What to do → Rewrite the items as a numbered list, starting with their first line and going on through the line that contains "xmin=186 ymin=205 xmax=211 ymax=227". Drop the blank lines, and leave the pictures out.

Given records →
* * * * * * *

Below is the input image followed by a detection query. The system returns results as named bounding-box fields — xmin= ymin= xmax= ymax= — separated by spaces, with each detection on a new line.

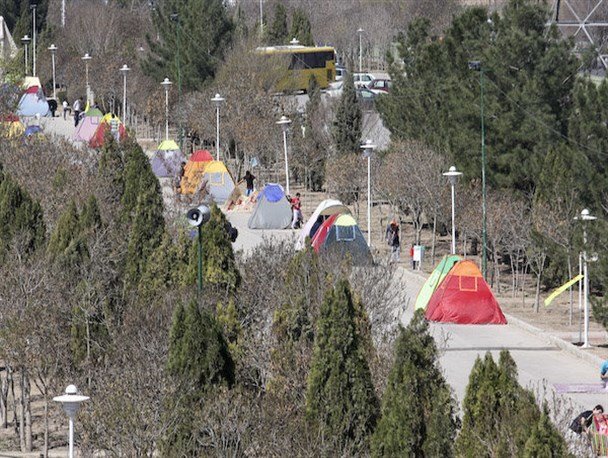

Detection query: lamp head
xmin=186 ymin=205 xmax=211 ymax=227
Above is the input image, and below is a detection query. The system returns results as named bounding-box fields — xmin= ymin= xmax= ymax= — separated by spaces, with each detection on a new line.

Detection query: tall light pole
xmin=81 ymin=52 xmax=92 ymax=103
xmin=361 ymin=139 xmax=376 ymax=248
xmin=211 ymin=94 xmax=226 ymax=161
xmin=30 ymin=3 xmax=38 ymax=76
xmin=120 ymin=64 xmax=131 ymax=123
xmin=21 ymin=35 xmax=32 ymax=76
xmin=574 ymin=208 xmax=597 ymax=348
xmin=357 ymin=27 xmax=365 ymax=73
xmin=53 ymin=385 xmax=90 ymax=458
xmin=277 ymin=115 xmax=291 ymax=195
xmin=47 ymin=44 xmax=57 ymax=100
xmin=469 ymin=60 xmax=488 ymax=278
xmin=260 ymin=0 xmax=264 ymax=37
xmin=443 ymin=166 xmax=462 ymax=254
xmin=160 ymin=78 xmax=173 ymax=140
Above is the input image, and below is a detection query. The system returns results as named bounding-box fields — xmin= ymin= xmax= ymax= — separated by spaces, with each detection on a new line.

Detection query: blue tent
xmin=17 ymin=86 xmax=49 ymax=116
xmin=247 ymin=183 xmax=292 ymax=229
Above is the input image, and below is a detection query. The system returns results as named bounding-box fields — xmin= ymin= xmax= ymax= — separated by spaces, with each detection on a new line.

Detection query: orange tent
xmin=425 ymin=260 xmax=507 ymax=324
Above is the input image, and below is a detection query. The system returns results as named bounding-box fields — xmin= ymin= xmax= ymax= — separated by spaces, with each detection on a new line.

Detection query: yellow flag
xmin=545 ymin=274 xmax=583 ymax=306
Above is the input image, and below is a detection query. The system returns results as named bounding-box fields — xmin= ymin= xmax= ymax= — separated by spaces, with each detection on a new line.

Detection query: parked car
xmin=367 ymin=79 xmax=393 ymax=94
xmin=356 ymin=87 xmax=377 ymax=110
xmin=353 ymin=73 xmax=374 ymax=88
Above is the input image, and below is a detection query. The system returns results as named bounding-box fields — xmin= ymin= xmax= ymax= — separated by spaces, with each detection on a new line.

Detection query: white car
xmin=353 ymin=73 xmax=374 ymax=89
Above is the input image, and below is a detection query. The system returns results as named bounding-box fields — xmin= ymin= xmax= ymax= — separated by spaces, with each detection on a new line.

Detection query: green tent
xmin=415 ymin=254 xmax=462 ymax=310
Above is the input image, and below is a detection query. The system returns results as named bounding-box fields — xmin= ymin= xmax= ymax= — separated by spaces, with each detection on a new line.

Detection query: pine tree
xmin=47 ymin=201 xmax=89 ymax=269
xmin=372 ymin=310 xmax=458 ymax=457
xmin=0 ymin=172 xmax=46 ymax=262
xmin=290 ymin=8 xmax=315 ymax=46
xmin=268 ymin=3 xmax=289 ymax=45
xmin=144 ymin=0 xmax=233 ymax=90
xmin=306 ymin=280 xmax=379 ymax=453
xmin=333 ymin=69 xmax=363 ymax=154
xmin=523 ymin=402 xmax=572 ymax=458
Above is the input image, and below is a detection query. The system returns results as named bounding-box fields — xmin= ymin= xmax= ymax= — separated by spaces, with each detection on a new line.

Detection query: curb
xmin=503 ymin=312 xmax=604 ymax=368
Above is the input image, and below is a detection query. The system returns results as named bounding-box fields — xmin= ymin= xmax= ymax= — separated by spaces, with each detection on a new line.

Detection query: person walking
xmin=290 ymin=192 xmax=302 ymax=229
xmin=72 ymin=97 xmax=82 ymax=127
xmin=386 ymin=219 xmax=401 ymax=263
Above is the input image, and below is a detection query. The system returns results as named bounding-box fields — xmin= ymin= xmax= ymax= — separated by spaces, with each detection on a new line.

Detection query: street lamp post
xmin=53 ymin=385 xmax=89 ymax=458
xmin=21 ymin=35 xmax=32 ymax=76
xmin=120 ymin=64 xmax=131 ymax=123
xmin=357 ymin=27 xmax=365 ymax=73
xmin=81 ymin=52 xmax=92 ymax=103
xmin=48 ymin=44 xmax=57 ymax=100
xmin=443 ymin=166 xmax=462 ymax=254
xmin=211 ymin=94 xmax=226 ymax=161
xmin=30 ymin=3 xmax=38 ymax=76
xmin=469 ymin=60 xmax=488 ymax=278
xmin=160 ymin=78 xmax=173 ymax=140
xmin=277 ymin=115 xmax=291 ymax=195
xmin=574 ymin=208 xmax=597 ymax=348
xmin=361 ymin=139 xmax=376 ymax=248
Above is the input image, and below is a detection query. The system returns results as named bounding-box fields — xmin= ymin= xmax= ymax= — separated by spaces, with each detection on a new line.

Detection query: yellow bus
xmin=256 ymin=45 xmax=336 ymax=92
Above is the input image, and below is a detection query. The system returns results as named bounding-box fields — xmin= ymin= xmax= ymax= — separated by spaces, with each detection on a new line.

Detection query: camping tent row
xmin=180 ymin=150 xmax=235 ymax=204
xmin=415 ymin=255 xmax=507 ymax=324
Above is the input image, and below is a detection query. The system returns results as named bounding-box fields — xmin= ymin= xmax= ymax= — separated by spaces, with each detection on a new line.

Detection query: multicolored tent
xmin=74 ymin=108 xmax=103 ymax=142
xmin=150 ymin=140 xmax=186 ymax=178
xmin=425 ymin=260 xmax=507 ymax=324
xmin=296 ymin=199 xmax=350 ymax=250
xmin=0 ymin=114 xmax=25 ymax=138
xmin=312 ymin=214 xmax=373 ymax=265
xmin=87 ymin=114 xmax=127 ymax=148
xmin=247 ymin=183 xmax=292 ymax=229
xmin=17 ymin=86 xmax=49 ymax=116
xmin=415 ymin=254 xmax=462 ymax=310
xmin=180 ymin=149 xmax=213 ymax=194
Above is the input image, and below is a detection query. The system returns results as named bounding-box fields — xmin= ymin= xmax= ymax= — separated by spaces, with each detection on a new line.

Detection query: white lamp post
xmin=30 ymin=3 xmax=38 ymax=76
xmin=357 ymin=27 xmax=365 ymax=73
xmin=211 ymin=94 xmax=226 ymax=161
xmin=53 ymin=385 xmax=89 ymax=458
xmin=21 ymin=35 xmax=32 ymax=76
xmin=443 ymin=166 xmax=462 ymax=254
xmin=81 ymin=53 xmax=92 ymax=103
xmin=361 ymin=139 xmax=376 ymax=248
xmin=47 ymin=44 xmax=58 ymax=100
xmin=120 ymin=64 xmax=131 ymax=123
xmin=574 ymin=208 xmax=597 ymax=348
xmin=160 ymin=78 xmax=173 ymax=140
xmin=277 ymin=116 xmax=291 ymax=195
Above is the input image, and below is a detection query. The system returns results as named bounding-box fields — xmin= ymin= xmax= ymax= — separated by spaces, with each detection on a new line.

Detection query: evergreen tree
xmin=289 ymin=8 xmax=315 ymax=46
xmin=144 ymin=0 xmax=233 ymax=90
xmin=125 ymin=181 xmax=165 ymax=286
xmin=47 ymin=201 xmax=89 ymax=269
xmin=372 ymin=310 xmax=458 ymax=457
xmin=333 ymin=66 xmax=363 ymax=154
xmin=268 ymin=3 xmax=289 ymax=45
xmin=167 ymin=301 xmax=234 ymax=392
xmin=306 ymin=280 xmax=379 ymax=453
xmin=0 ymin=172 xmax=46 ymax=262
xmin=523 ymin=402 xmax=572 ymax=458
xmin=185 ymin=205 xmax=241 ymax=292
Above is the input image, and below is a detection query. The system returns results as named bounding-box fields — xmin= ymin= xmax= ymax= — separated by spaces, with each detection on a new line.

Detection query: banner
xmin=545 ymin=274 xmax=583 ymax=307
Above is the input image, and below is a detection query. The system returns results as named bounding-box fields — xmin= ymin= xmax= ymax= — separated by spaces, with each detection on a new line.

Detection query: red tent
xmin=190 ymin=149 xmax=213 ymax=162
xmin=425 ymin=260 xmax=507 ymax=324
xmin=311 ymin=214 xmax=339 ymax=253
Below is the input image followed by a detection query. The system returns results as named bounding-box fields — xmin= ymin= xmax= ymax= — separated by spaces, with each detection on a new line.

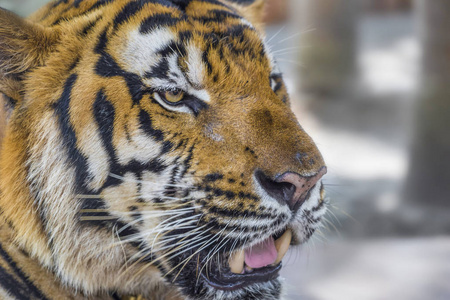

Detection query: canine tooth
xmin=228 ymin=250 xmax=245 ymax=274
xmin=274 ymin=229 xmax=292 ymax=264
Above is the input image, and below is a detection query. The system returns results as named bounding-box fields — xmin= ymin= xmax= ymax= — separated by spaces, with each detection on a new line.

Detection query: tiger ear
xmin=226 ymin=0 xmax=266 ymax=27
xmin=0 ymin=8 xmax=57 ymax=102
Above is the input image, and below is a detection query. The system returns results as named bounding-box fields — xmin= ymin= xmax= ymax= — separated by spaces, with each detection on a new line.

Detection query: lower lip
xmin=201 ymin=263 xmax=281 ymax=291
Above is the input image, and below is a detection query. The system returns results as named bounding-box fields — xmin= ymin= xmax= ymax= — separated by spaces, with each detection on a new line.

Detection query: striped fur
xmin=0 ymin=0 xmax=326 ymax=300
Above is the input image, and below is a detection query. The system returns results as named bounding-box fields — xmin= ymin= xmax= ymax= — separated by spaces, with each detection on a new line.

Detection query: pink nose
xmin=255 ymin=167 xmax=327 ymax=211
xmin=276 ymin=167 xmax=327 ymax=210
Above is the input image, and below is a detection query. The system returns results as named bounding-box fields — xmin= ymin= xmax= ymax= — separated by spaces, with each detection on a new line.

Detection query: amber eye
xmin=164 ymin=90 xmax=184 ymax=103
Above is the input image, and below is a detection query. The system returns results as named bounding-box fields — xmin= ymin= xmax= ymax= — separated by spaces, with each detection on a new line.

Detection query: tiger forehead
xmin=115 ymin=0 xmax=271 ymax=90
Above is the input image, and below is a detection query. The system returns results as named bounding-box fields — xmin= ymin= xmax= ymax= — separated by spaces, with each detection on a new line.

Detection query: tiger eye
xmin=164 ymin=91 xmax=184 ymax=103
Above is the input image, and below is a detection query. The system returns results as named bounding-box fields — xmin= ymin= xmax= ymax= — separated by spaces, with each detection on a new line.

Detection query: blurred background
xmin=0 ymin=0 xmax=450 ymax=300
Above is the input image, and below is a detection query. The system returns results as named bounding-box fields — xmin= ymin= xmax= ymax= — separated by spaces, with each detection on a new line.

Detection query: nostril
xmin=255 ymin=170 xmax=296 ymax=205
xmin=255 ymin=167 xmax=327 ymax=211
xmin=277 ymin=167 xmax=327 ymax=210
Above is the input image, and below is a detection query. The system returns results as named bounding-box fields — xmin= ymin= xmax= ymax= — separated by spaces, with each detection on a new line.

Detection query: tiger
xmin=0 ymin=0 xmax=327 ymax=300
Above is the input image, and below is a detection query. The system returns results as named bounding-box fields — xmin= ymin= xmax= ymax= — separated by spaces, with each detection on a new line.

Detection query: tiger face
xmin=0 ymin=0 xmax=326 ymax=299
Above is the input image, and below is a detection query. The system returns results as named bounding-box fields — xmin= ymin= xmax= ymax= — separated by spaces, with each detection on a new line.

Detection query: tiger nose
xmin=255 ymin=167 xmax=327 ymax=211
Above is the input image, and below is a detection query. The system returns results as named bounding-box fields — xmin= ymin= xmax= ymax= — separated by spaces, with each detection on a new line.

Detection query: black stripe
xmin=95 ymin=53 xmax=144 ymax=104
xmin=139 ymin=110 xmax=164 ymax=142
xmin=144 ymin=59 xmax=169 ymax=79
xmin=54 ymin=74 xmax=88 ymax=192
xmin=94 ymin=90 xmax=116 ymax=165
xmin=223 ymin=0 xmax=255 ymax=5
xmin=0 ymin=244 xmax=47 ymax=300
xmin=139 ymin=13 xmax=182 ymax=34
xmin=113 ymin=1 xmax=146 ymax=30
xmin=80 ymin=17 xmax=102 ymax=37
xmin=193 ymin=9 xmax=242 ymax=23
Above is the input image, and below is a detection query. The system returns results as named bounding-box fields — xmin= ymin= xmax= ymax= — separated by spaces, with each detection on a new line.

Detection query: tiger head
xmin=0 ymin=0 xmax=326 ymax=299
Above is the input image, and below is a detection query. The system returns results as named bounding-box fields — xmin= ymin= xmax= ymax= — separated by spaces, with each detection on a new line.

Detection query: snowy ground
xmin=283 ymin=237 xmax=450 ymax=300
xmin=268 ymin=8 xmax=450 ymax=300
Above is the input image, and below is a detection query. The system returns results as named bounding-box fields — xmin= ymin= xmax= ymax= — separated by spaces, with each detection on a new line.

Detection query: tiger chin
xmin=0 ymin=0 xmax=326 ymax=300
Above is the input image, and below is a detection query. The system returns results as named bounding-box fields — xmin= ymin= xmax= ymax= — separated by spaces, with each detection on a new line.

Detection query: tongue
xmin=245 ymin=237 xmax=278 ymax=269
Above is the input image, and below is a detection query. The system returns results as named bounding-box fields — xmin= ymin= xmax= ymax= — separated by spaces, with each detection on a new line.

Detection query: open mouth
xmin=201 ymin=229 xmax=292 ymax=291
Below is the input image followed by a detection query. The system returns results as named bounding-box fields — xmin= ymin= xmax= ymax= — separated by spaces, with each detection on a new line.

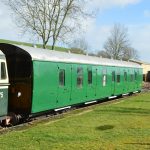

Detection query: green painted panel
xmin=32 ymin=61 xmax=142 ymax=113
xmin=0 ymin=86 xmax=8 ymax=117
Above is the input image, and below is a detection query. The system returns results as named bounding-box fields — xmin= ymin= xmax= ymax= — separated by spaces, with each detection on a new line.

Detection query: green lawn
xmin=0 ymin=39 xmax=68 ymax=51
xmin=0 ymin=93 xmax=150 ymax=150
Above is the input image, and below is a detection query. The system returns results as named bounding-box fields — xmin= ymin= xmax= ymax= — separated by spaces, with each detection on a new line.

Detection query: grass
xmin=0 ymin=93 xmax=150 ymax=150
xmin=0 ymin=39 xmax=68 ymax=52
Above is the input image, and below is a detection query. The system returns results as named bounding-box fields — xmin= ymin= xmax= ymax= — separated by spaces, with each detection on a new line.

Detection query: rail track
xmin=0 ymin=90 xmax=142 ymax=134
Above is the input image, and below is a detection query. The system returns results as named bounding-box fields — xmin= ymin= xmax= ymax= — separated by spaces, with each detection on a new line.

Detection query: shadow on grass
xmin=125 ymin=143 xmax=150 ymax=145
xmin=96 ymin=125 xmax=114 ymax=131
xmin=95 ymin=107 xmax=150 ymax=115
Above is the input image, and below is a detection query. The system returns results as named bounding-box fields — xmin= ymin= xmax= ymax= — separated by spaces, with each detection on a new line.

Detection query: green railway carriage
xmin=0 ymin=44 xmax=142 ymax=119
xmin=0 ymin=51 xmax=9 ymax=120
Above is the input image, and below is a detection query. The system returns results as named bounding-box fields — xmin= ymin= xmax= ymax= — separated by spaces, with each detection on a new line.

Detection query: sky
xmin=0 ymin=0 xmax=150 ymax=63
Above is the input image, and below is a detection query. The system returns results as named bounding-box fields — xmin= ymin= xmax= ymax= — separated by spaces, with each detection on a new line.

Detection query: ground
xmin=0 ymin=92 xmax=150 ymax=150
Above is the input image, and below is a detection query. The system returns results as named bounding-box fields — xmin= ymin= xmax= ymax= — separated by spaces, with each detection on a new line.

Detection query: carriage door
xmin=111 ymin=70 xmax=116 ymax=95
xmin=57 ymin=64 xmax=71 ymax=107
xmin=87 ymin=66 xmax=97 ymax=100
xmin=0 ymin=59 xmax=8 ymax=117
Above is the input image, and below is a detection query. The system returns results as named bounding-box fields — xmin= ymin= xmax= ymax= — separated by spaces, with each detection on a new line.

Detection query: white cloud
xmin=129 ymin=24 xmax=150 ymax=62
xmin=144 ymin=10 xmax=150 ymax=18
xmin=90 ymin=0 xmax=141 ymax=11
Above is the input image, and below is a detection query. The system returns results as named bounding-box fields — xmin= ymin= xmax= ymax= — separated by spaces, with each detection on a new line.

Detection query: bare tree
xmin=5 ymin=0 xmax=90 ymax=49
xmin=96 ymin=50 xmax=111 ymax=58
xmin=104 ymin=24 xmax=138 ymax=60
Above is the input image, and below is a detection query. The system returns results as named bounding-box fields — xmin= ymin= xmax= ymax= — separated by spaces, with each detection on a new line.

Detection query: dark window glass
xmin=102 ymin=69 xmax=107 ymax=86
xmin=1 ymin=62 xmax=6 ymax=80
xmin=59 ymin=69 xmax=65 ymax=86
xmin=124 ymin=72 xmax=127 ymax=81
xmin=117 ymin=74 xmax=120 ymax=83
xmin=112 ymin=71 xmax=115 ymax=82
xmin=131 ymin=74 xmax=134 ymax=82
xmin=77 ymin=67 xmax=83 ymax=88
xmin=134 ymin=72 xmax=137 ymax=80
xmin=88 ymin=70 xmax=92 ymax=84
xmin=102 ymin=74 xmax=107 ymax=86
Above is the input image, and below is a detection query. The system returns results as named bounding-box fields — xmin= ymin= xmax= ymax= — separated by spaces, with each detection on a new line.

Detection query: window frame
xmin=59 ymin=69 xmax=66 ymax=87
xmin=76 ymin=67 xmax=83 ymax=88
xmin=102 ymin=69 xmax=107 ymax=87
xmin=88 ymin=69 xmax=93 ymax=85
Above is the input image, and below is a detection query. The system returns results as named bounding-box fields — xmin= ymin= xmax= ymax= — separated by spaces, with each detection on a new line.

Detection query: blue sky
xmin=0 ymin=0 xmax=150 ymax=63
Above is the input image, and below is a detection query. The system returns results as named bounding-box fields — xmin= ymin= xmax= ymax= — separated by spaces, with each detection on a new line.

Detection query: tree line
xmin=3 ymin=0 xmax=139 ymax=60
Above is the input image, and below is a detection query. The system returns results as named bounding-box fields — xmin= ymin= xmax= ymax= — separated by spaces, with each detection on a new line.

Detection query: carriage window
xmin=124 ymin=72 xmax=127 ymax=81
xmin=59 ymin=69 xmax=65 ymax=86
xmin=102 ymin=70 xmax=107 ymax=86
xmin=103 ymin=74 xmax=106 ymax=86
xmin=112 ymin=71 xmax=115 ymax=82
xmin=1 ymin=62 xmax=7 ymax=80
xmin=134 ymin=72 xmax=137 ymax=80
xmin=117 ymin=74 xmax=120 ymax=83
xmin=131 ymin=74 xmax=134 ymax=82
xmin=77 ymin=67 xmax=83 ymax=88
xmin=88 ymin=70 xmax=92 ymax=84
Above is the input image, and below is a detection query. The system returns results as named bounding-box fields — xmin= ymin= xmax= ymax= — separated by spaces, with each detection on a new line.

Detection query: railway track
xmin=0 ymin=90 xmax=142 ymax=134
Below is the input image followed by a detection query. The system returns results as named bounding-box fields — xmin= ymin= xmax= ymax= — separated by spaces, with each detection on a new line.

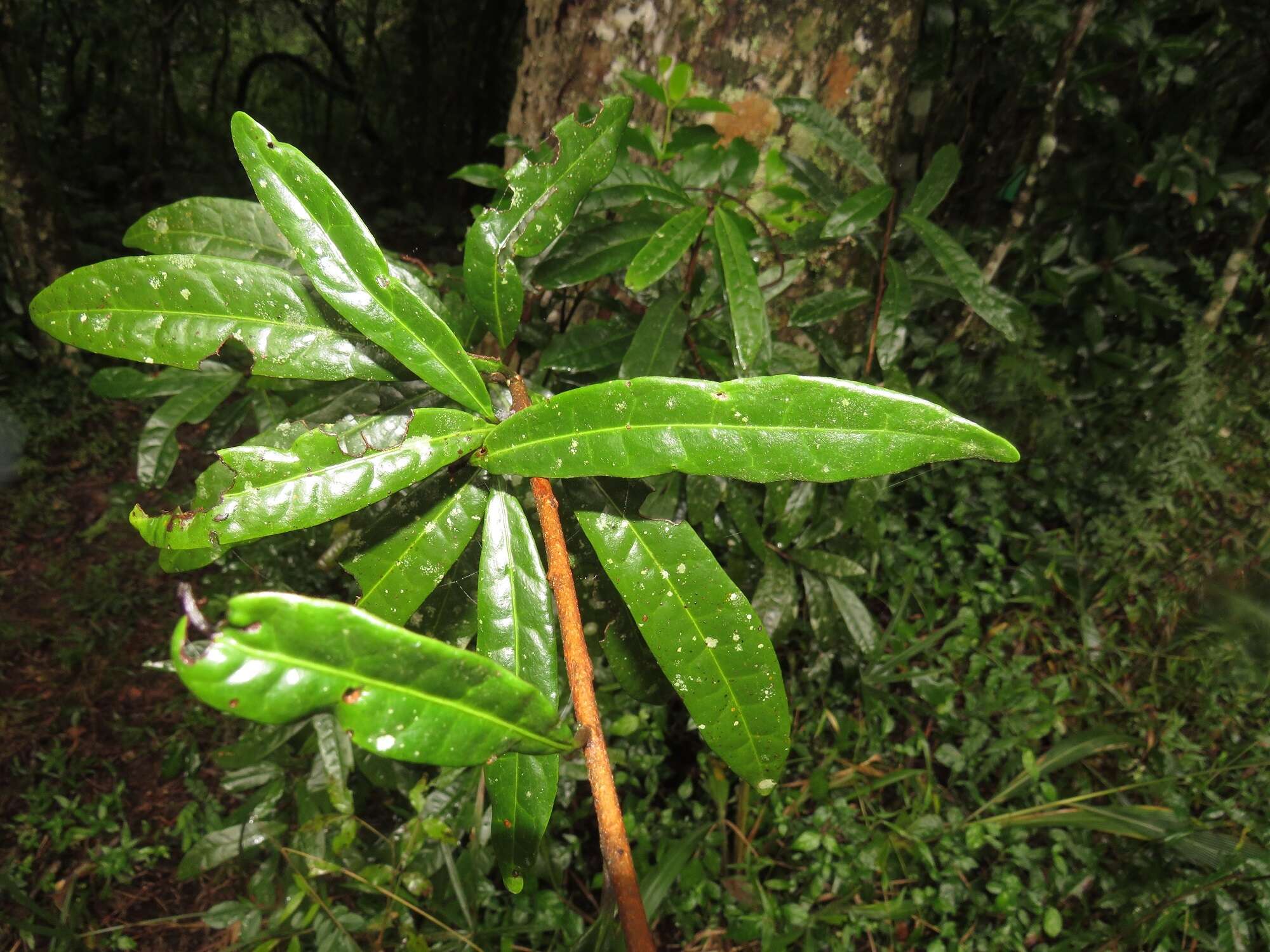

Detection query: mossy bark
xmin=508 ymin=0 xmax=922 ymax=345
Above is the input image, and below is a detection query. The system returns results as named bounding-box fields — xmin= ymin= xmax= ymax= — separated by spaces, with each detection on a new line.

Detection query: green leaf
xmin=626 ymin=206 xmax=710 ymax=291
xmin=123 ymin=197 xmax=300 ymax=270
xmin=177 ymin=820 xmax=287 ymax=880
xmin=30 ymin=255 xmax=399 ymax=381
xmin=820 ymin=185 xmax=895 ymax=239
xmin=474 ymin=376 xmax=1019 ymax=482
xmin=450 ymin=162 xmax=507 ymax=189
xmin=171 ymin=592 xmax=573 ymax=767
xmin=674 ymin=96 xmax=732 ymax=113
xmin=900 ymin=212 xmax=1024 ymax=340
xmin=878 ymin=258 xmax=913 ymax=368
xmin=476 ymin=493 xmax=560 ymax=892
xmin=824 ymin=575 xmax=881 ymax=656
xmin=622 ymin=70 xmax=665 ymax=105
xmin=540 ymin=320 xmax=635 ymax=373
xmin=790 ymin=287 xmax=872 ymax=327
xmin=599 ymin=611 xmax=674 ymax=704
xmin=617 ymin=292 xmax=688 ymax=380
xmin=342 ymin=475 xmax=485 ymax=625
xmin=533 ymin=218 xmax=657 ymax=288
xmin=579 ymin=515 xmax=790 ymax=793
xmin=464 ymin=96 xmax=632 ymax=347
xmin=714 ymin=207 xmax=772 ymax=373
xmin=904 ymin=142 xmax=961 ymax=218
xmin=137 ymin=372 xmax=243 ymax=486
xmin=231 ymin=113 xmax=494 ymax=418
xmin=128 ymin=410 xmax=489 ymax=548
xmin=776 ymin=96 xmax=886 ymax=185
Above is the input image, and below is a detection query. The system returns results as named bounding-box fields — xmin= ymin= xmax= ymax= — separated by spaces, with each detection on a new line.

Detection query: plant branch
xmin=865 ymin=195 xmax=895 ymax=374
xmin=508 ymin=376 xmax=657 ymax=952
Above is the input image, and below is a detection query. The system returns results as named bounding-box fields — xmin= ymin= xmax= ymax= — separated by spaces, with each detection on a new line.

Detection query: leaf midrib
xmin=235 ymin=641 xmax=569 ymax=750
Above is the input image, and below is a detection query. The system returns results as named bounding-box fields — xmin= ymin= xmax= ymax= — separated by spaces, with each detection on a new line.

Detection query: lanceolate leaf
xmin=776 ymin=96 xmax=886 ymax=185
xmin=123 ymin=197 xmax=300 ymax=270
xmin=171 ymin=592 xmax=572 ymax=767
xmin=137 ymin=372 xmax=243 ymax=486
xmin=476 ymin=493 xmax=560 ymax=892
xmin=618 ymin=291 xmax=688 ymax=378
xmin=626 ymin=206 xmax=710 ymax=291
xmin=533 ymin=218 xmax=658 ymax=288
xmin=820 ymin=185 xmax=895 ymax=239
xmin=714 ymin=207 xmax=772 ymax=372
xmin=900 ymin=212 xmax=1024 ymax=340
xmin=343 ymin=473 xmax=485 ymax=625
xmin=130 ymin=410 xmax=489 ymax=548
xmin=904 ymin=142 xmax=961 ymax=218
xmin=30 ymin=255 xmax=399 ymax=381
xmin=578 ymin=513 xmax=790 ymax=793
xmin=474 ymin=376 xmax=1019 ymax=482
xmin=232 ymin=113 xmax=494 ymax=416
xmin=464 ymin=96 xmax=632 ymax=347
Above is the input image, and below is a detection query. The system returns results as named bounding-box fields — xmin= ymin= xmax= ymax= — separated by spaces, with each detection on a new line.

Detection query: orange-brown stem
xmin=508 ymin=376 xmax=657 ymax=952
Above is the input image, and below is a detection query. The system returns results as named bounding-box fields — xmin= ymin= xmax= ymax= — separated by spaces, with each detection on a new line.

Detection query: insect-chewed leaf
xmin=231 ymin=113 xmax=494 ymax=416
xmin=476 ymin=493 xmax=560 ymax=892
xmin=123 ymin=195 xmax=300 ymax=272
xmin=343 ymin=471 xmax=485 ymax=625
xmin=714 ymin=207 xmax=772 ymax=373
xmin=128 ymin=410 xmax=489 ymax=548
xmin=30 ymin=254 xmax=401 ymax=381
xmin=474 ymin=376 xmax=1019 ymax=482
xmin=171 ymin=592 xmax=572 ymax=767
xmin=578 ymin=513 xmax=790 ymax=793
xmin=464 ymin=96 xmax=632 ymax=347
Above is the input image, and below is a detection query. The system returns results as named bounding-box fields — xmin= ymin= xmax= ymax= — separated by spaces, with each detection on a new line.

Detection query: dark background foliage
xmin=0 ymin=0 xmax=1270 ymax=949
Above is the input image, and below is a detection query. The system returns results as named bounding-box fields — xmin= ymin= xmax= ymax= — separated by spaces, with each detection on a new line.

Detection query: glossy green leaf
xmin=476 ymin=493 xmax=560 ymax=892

* * * * * * *

Output of the task →
1. Below is the input image followed by a detection query. The system returns results as named bounding-box fields — xmin= ymin= xmax= ymax= — separated by spaces, with each detection on a new line.
2. Detection query: lamp head
3. xmin=186 ymin=205 xmax=211 ymax=227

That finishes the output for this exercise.